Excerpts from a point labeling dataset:

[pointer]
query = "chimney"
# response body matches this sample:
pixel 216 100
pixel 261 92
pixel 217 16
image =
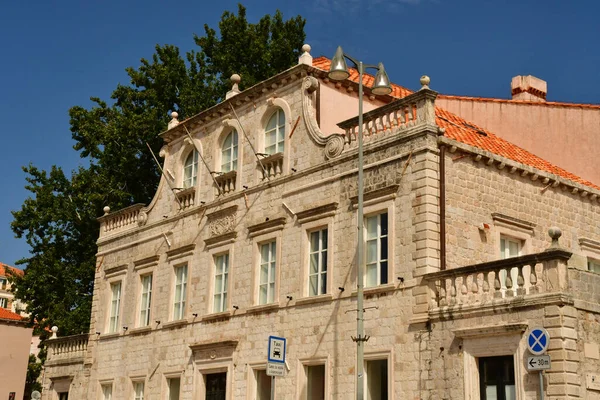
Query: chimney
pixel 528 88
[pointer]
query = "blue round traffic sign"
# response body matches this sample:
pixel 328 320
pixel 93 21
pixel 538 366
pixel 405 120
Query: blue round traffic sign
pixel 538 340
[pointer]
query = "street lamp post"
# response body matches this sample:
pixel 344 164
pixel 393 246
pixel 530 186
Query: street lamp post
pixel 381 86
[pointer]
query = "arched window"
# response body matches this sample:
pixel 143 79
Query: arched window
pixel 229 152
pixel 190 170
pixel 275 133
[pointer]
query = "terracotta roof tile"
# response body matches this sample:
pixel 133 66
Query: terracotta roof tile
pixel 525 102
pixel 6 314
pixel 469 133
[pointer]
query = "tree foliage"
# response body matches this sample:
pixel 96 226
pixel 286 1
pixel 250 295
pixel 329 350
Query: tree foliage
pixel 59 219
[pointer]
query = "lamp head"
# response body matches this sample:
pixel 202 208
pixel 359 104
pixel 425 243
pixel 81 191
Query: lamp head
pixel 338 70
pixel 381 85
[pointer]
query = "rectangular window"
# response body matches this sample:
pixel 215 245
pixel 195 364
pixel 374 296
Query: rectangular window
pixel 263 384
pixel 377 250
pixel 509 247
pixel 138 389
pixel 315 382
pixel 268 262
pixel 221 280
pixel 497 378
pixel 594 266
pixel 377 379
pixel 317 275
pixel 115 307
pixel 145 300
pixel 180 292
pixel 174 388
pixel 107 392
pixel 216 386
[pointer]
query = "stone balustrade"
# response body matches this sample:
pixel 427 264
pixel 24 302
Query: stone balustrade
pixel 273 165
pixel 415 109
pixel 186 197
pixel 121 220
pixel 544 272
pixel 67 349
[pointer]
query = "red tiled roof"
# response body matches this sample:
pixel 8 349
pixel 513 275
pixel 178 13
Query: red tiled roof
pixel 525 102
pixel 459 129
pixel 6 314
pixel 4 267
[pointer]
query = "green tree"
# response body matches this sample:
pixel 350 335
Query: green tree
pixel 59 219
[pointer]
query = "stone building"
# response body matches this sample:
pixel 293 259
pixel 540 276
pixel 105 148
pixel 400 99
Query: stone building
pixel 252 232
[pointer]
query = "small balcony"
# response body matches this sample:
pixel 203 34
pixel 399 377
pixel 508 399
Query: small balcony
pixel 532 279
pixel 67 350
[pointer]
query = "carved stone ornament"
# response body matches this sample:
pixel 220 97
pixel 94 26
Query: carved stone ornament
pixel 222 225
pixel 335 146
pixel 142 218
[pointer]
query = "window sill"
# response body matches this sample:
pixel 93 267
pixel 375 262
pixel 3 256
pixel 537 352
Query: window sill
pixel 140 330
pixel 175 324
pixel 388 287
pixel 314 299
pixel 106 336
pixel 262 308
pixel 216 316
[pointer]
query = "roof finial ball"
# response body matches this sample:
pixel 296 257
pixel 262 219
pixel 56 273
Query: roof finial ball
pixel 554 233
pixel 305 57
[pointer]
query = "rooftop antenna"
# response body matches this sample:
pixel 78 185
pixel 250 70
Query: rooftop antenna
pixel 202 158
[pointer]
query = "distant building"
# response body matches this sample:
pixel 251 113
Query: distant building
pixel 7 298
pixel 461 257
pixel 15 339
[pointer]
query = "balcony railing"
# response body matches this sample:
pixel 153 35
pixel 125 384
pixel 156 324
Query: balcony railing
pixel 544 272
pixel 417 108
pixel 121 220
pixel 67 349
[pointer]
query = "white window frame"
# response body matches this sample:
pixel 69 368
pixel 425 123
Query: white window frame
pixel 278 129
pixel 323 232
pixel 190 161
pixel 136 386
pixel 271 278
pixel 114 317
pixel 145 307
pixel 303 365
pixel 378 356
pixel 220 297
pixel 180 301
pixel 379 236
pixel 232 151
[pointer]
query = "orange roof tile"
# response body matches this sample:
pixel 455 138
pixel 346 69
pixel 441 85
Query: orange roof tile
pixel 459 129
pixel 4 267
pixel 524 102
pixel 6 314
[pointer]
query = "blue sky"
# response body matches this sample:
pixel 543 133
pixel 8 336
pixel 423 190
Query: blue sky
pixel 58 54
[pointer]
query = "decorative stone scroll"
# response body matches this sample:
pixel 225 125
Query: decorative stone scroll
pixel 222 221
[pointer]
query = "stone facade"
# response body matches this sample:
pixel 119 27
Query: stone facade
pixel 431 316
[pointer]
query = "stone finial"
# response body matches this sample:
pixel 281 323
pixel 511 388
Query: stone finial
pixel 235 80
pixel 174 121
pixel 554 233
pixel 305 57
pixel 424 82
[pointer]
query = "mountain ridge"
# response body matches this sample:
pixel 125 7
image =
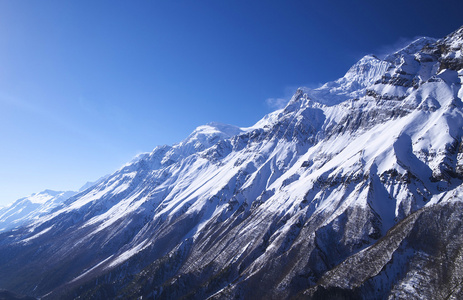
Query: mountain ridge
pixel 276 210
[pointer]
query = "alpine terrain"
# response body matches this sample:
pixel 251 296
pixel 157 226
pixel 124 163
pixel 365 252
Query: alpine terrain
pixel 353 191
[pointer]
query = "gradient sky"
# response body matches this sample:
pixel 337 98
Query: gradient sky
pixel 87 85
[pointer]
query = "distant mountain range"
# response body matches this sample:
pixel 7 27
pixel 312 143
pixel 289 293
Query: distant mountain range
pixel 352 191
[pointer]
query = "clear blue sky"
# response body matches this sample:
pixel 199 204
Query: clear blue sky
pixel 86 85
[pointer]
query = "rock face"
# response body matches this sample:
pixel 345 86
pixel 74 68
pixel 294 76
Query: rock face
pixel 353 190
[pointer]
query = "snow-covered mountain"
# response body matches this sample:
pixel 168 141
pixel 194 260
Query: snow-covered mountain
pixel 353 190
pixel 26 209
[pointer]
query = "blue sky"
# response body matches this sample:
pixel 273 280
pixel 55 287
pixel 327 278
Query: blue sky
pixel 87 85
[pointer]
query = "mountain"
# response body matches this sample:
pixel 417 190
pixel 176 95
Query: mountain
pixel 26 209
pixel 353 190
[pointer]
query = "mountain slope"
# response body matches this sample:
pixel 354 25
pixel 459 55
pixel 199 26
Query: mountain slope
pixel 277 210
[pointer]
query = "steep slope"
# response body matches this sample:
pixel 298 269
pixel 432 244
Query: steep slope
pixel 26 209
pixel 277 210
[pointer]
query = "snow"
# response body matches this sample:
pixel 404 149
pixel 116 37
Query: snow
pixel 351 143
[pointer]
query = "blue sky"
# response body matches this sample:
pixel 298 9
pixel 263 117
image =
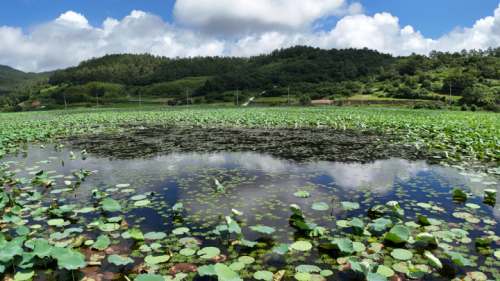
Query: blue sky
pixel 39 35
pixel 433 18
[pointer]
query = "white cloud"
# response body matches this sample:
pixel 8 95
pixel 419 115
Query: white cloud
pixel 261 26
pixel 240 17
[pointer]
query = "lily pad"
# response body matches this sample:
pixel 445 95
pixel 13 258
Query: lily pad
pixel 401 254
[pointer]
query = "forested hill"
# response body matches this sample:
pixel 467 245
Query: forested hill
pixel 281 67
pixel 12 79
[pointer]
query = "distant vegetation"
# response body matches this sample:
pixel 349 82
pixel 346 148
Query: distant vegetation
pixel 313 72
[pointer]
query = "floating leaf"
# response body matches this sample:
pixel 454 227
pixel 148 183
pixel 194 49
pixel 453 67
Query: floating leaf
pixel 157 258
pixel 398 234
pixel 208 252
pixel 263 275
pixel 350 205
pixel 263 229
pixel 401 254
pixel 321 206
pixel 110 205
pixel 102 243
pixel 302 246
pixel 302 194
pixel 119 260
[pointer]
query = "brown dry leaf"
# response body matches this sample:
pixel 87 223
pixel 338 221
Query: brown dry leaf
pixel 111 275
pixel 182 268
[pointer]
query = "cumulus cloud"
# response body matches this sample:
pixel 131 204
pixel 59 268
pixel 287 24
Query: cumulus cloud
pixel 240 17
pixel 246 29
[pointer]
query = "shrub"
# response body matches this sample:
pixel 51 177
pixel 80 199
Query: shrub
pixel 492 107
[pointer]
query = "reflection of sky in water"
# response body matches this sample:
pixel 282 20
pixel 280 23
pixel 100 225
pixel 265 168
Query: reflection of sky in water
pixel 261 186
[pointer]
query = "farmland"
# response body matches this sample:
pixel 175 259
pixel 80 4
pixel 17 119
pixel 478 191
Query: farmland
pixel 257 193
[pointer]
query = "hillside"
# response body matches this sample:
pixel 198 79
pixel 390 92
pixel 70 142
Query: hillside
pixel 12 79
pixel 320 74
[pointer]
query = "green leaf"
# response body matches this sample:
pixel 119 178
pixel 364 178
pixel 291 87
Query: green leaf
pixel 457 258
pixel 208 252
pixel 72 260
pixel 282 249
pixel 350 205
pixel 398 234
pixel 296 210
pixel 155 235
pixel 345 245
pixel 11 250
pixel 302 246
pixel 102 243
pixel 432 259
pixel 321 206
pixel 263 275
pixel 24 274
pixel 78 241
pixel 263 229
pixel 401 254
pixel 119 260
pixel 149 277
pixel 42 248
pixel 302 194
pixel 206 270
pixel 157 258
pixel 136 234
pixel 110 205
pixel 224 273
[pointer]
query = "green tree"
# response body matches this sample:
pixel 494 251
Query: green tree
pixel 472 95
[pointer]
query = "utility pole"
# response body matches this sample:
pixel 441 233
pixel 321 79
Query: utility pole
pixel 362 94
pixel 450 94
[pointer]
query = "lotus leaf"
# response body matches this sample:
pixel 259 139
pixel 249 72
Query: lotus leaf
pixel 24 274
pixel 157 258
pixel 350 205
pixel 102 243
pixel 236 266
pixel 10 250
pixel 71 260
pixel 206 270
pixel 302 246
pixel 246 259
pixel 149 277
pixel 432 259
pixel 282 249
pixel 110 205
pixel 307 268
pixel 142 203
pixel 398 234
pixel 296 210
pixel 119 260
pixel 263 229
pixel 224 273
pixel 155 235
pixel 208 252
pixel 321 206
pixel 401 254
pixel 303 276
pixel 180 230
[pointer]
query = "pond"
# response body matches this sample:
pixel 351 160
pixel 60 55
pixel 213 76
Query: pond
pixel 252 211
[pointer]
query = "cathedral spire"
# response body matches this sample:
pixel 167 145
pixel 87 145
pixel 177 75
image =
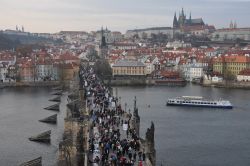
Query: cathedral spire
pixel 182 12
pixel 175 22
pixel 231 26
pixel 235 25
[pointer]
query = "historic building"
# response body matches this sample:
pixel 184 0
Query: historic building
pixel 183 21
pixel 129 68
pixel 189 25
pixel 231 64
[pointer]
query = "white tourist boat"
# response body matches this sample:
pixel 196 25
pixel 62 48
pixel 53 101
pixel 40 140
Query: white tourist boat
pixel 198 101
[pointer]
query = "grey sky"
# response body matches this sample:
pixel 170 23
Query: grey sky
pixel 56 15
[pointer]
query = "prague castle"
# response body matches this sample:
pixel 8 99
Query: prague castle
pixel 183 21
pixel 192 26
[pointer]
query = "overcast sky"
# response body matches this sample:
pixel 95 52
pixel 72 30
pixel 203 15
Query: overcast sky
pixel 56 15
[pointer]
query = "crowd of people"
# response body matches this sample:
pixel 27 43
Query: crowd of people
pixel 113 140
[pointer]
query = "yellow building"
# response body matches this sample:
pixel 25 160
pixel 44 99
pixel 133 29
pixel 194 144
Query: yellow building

> Goal of the exercise
Output the lines above word for word, from the first line through the line containing "pixel 538 340", including both ends. Leave the pictures out of your answer.

> Task answer
[pointer]
query = "chimney"
# response body matches this sample:
pixel 216 100
pixel 261 92
pixel 217 16
image =
Query: chimney
pixel 528 88
[pointer]
query = "blue round traffic sign"
# response body matches this sample:
pixel 328 320
pixel 93 21
pixel 538 366
pixel 405 120
Query: blue round traffic sign
pixel 538 340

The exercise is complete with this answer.